=== EXERCISE DESCRIPTION ===
Your answer must consist of exactly the lines below, starting with the line with "box: [102, 139, 544, 291]" and going on through the line with "rough mask: <svg", and nothing else.

=== Stored data ===
((
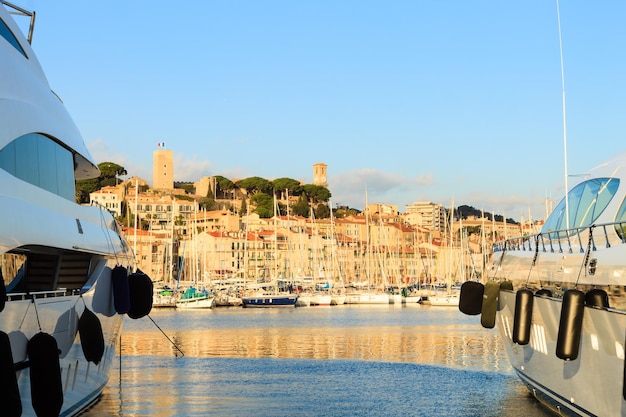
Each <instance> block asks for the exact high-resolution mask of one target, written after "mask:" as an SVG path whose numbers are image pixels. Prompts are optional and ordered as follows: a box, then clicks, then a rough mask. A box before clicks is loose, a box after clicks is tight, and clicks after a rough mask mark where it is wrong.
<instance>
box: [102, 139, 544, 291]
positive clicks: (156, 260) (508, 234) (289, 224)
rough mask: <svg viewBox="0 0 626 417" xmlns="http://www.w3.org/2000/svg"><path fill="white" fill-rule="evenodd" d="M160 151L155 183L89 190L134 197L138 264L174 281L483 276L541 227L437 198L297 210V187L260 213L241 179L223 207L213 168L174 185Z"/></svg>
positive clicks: (130, 198)
mask: <svg viewBox="0 0 626 417" xmlns="http://www.w3.org/2000/svg"><path fill="white" fill-rule="evenodd" d="M153 158H154V166H153V185H152V186H150V185H149V184H148V182H147V181H146V180H144V179H141V178H138V177H131V178H128V179H125V180H124V181H122V182H120V183H119V184H118V185H116V186H107V187H103V188H102V189H100V190H98V191H96V192H93V193H91V194H90V200H91V203H92V204H99V205H101V206H103V207H105V208H106V209H107V210H109V211H110V212H111V213H112V214H113V215H114V216H116V217H118V218H120V217H123V216H122V215H124V214H125V213H121V209H122V207H126V209H127V210H128V211H129V212H130V213H131V215H130V216H126V218H127V224H123V225H122V228H123V230H124V232H125V234H126V236H127V239H128V241H129V244H130V245H131V246H132V249H133V251H134V252H135V254H136V257H137V260H138V263H139V267H140V269H141V270H143V271H144V272H146V273H147V274H149V275H150V276H151V277H152V278H153V280H154V281H155V282H160V283H162V284H164V285H169V286H174V285H180V286H182V287H185V286H190V285H196V286H201V287H207V288H208V287H213V286H214V285H216V284H217V283H220V282H224V281H226V280H229V279H231V280H232V279H239V280H244V281H248V282H270V281H272V280H276V279H279V280H283V281H285V282H290V283H292V284H295V285H304V284H306V283H309V284H311V283H319V282H325V283H328V282H332V283H341V285H360V286H365V285H367V286H373V287H396V288H399V287H403V286H404V287H406V286H416V285H445V284H446V282H452V283H456V282H463V281H465V280H466V279H468V278H471V277H472V276H477V277H480V276H482V275H483V274H484V270H485V268H486V265H487V264H488V262H489V258H490V253H491V249H490V248H491V246H492V244H493V242H494V241H496V240H501V239H504V238H506V237H507V236H509V237H510V236H515V235H520V234H525V233H531V232H533V231H534V230H535V227H538V225H537V224H532V223H526V224H512V223H506V222H495V221H494V218H495V216H491V217H490V218H488V217H487V216H484V215H483V216H481V217H471V218H466V219H455V218H454V216H451V215H450V213H453V212H454V211H453V210H449V208H446V207H444V206H443V205H441V204H435V203H432V202H415V203H413V204H410V205H407V206H406V207H405V210H404V213H400V212H399V211H398V207H396V206H392V205H388V204H384V203H372V204H368V205H367V206H366V207H365V208H364V210H363V211H362V212H361V213H358V214H351V215H348V216H345V217H343V218H334V217H333V215H332V213H331V216H330V218H325V219H316V218H315V216H314V215H313V214H312V215H311V216H309V217H303V216H301V215H294V214H293V213H291V212H290V210H289V206H290V204H291V205H293V204H295V203H296V201H297V197H296V196H289V195H288V193H282V192H281V193H279V194H277V195H275V198H274V199H275V207H276V206H277V205H278V204H281V205H282V206H284V207H286V208H287V209H286V213H284V214H281V213H279V212H278V211H275V214H274V215H273V216H272V217H270V218H262V217H260V216H259V214H257V213H256V212H255V211H254V207H251V206H250V205H246V203H245V202H246V201H248V202H249V198H248V197H249V196H248V195H247V194H246V190H243V189H239V190H237V193H233V196H231V198H228V199H224V198H222V199H216V200H215V202H216V204H217V206H219V207H220V208H218V209H215V210H210V211H207V210H204V209H201V208H200V206H199V200H200V199H201V198H202V197H205V196H207V194H208V193H210V192H211V191H214V190H215V188H216V187H215V186H214V184H215V182H214V180H215V178H214V177H203V178H201V179H199V180H198V181H197V182H194V183H193V191H194V193H193V194H191V195H190V194H189V193H187V191H185V189H182V188H176V187H175V183H174V155H173V151H172V150H165V149H159V150H156V151H154V155H153ZM326 176H327V166H326V164H323V163H317V164H314V165H313V183H314V184H315V185H320V186H325V187H326V186H327V185H328V184H327V182H326ZM187 189H189V188H187ZM236 195H238V196H241V197H240V198H235V197H234V196H236ZM122 203H124V204H122ZM248 204H249V203H248ZM241 209H243V210H245V212H242V211H241ZM131 219H132V220H131ZM135 224H137V225H143V227H134V225H135Z"/></svg>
))
=== ANSWER BOX ===
box: [102, 139, 544, 291]
positive clicks: (156, 260) (508, 234) (289, 224)
rough mask: <svg viewBox="0 0 626 417" xmlns="http://www.w3.org/2000/svg"><path fill="white" fill-rule="evenodd" d="M160 151L155 183L89 190L134 197L138 264L174 281L483 276L541 227L437 198L297 210V187L260 213L241 179L223 207L213 168L174 185Z"/></svg>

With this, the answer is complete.